So I don't have a feeling of whether we can tell that closing businesses helps or hurts. So we don't have science, because it's hard to measure and it's kind of too early to even know if you did. So what do you do? You don't have science, but common sense kind of can point in both directions, can it? You could make a case that social distancing would be better served with business closures, but then how do you factor in the fact that it wouldn't be normal business? It would be opened under certain careful restrictions. Would that make it safer than normal life? It might. Who knows?

So I would say business closures are unproven scientifically. And so there you should really pause to see if you want to do that, because we know the cost of it could be gigantic in terms of extra poverty and all the things that that causes.

But I say the opposite or something very different about masks. And people have pointed out that looks like an inconsistency. Why is it that I say I can't make a determination about whether closing businesses make sense, but my common sense of it, which is largely an illusion, common sense is an illusion, but my feeling of it, having observed it up close, my feeling of it is it's a mistake to close businesses. There might be some exceptions, like possibly a gym, but no, even a gym, they would do good procedures. So I would say anybody who is willing to open up and do careful procedures, my logical, just experienced brain that sees the world says probably opening businesses would be a better way forward.

And California is starting to open up a little bit starting this week, so that's good. But I don't say that with masks.

Now masks also have this problem that we don't know exactly what masks are doing in the context of the coronavirus. We know they've been measured in different contexts for different purposes in the past. We know that the experts overwhelmingly say you should use masks. We know that other people point to other studies and say no, these studies show masks don't make a difference.

So why is it that I would have a different opinion about masks, in which I say you should go ahead and wear them, take the recommendation of the experts, whereas the business opening stuff I'm a little squishier on, and it looks like maybe we should just open the businesses and not do that? Why do I make that difference?

And the difference is this. Here at first some context. You live in a life in a world in which you don't have scientific studies for almost anything you do. You don't know that waking up a little early will make your life better or worse. You don't know that this meal you ate is the smart one or not smart one. You don't know much about anything. You don't know the house you might buy, the job you might take, the commute you choose. Almost everything you're doing all day long is stuff that nobody studied. You've just lived in the world long enough where you say, I think this looks like a better choice than this, but there's no way to know. You just got to take your shot.

Masks are a little like that. And there's a rule that I use that I apply to just about everything, which is that friction pretty much always works. Now I'll leave a little wiggle room because I'm sure there's some case where it doesn't. But if you've lived long enough you see that wherever friction is applied or wherever it's removed, it has exactly the predictable impact. If you tax something, people will do less of it. If you build a wall, it'll be harder for people to get over it. Won't stop it, but it'll be harder, might reduce it. If you restrict anything, you get less of it.

And with my living in the world without the science, just living in the world, I say hey, if the problem is stuff shooting into your mouth, and we know that that's far bigger problem than what you're touching, that seems to be the common understanding, if it's stuff that's shooting out of your mouth and you can put some friction on that thing, does it stop every bit of the virus? No, no we know it doesn't stop all of the virus. But we do know that the amount of the viral load makes a big difference in what the outcomes are.

» Supplied records:
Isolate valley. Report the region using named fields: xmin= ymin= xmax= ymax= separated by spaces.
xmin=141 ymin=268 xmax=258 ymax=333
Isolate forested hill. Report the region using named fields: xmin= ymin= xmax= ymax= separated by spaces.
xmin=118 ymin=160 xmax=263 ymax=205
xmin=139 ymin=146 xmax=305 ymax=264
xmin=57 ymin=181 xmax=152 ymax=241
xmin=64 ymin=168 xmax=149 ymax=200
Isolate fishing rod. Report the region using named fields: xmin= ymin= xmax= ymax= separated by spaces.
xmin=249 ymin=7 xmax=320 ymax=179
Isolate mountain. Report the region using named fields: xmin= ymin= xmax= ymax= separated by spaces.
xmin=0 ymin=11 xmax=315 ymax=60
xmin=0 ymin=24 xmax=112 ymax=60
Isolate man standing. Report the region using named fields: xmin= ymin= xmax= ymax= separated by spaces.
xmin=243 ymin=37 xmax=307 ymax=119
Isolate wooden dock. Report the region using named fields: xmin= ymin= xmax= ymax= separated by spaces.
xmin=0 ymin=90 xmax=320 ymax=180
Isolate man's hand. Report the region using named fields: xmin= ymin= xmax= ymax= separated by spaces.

» What you need to do:
Reproduce the passage from the remarks on masks and business closures, starting with "Now masks also" and going on through "make that difference?". The records are independent material and have no connection to the remarks on masks and business closures.

» Worked solution:
Now masks also have this problem that we don't know exactly what masks are doing in the context of the coronavirus. We know they've been measured in different contexts for different purposes in the past. We know that the experts overwhelmingly say you should use masks. We know that other people point to other studies and say no, these studies show masks don't make a difference.

So why is it that I would have a different opinion about masks, in which I say you should go ahead and wear them, take the recommendation of the experts, whereas the business opening stuff I'm a little squishier on, and it looks like maybe we should just open the businesses and not do that? Why do I make that difference?